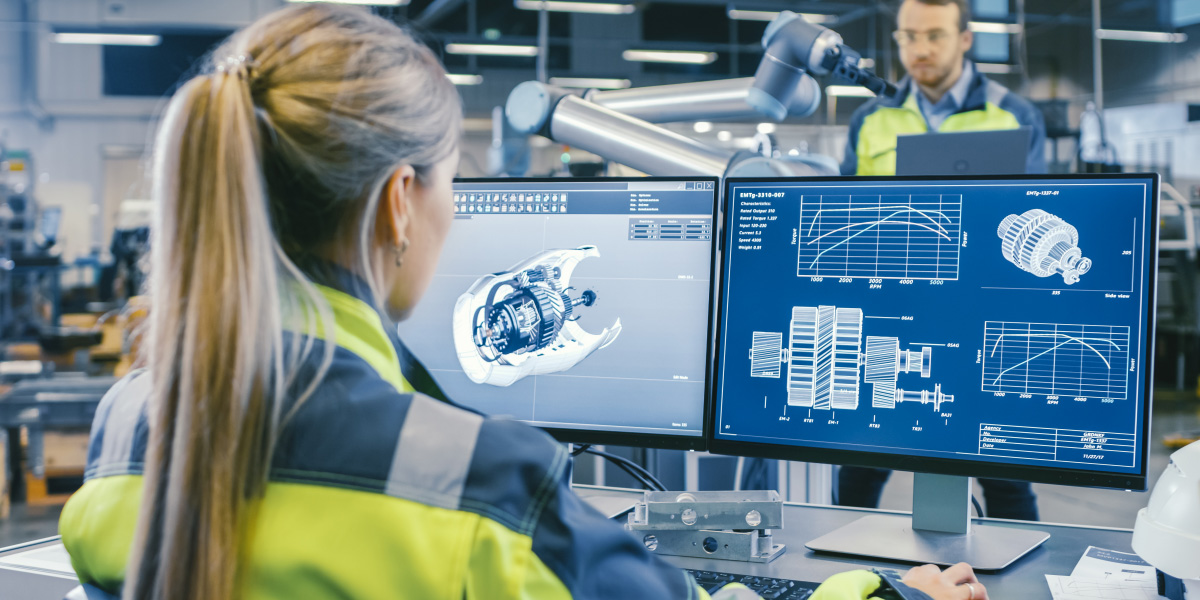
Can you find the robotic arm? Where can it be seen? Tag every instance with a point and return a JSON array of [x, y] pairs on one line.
[[618, 125]]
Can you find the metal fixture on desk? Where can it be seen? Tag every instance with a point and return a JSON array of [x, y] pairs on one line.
[[731, 526]]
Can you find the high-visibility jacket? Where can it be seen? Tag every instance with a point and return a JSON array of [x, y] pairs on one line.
[[871, 147], [379, 491]]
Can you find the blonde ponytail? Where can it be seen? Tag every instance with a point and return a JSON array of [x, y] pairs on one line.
[[283, 145]]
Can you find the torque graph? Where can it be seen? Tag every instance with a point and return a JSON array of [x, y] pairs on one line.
[[887, 237], [1055, 359]]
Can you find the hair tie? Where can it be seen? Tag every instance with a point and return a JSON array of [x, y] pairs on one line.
[[240, 65]]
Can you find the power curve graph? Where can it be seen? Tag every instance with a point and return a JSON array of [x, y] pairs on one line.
[[887, 237], [1056, 359]]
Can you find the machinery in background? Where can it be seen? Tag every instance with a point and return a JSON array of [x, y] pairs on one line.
[[619, 125], [30, 292]]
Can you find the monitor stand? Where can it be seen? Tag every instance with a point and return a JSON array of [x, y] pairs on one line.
[[940, 531]]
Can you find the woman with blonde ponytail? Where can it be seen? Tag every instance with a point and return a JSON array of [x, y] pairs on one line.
[[282, 443]]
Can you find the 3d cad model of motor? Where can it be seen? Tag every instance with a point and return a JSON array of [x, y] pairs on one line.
[[1044, 245], [823, 361], [522, 322]]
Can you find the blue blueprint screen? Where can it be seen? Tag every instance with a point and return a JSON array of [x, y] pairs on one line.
[[1000, 321]]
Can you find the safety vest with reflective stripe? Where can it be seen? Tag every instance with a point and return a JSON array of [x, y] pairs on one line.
[[377, 491], [989, 106]]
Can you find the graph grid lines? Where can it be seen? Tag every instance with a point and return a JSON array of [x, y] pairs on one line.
[[912, 237], [1056, 359]]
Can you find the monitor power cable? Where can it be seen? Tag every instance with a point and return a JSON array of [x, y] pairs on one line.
[[630, 467]]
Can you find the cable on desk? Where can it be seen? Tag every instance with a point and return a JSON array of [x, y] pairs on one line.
[[630, 467]]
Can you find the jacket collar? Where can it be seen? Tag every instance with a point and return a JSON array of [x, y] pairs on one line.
[[341, 279]]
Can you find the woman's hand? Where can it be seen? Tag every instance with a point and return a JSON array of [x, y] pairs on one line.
[[957, 582]]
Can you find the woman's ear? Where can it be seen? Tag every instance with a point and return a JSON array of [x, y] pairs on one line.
[[395, 207]]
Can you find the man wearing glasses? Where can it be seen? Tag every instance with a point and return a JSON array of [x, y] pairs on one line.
[[942, 93]]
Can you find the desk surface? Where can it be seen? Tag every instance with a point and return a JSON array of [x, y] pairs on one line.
[[1025, 579], [803, 522]]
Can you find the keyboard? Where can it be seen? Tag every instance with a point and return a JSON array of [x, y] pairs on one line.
[[766, 587]]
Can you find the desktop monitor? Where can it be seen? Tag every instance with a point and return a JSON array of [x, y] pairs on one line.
[[581, 306], [955, 327]]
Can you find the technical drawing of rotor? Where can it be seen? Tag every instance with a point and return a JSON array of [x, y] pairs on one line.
[[823, 361], [513, 324], [1044, 245]]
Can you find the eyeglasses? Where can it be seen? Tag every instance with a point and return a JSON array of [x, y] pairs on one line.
[[935, 37]]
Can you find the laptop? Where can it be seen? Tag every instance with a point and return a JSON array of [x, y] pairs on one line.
[[969, 153]]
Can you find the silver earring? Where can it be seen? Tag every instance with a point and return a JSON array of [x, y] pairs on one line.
[[400, 252]]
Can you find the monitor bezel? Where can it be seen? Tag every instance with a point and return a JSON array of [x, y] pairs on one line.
[[625, 438], [935, 465]]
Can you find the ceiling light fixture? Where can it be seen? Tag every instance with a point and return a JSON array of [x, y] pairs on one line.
[[109, 39], [1140, 36], [365, 3], [979, 27], [564, 6], [491, 49], [465, 79], [995, 67], [678, 57], [591, 82], [736, 15], [852, 91]]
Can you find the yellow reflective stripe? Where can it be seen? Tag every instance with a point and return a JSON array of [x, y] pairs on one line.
[[877, 138], [359, 329], [502, 564], [877, 135], [316, 541], [849, 586], [991, 118], [97, 528]]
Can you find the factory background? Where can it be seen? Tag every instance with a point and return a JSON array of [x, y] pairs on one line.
[[78, 118]]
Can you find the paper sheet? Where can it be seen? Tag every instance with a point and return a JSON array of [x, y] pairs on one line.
[[52, 561], [1107, 575]]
══════
EXERCISE DETAILS:
Quote the listing verbatim, starting at the line containing "Can you find the yellow" and ending with its final line.

RESPONSE TO THE TASK:
Can you find the yellow reflective stripe? Where can it be seen? Tag every instance with a point and return a JSON array of [x, y] pairs on one line.
[[877, 138], [359, 329], [502, 564], [877, 135], [316, 541], [849, 586], [991, 118], [97, 528]]
Can you find the factory background? Where can it be seen? Tag every instance with a point and return a JSON array of [x, y] pairs on one line.
[[78, 118]]
Can you find the paper sheet? Where can it be seen? Tag every instance with a point and return a JSON array of [x, y] pairs on one line.
[[52, 561], [1107, 575]]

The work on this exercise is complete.